Given exercise -> Please return each line of the data below that contains the string "white", matching its case exactly.

— start of Material for the task —

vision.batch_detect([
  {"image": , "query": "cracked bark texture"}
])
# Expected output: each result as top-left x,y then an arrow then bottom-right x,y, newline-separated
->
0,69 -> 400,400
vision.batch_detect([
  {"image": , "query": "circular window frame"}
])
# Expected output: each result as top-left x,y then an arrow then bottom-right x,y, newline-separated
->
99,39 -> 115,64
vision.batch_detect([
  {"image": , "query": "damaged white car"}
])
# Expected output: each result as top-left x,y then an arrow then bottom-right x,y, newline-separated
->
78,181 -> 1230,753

— end of Material for the task —
— start of Material for the task —

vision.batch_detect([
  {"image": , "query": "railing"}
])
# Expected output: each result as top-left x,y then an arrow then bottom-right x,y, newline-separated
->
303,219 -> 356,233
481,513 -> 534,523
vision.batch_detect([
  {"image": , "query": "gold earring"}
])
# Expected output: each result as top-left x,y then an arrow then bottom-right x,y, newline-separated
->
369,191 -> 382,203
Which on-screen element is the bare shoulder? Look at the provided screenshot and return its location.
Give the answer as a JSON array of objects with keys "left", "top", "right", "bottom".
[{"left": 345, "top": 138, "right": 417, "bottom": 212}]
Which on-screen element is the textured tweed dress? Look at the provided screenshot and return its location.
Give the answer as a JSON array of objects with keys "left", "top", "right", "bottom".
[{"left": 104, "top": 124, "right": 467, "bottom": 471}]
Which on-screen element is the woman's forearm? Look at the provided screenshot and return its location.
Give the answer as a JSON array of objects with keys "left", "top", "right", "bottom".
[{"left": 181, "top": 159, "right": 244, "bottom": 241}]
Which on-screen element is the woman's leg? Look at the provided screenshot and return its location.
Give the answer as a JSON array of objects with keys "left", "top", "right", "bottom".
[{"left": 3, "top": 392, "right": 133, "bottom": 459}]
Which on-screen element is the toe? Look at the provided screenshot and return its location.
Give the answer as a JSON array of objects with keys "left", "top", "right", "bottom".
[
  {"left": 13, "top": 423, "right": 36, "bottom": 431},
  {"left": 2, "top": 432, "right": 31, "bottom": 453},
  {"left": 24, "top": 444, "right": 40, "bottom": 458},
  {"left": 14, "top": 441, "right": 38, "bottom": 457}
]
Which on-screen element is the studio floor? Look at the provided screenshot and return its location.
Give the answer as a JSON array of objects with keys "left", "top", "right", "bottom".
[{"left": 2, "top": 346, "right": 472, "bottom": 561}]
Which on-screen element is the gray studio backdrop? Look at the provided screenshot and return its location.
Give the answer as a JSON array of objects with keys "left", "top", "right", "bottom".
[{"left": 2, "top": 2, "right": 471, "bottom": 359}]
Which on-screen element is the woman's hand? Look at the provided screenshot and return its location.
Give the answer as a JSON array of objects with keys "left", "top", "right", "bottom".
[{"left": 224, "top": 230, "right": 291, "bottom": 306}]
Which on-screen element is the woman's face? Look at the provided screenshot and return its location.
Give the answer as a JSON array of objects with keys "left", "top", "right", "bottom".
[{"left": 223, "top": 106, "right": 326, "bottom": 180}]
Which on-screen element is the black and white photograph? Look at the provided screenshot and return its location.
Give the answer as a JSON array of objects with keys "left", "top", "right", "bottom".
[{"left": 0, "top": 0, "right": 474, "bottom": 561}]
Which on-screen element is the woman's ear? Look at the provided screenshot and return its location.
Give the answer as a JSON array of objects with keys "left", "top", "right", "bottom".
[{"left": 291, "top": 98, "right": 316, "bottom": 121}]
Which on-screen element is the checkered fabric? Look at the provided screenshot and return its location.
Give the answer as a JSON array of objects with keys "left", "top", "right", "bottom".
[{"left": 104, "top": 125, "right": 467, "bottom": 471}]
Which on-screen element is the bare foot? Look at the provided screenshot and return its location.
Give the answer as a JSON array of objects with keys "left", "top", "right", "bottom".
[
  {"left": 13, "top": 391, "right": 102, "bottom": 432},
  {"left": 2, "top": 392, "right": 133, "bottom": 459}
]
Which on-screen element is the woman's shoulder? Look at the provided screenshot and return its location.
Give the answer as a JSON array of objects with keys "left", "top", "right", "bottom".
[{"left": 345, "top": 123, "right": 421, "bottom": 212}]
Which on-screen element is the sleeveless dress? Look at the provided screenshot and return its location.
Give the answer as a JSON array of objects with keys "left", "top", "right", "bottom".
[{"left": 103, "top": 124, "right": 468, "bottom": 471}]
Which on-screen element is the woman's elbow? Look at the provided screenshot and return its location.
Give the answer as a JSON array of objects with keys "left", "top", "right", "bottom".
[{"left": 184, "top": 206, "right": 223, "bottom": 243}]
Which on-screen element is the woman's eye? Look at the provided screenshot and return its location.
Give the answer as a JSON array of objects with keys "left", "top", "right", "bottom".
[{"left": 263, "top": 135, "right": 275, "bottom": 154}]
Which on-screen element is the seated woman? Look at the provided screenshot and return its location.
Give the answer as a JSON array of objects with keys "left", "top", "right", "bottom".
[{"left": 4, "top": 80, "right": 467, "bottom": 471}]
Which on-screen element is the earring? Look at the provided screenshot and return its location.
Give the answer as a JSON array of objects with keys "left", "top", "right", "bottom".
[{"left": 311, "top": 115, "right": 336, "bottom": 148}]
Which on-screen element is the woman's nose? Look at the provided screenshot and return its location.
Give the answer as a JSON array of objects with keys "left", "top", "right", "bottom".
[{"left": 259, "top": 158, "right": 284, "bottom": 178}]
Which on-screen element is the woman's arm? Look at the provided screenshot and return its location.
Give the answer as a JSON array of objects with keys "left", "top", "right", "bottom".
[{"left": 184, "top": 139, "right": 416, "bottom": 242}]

— end of Material for the task —

Answer to this problem ->
  {"image": , "query": "damaged white car"}
Which on-screen element is the black and white photograph? Look at the provided screenshot and return its location.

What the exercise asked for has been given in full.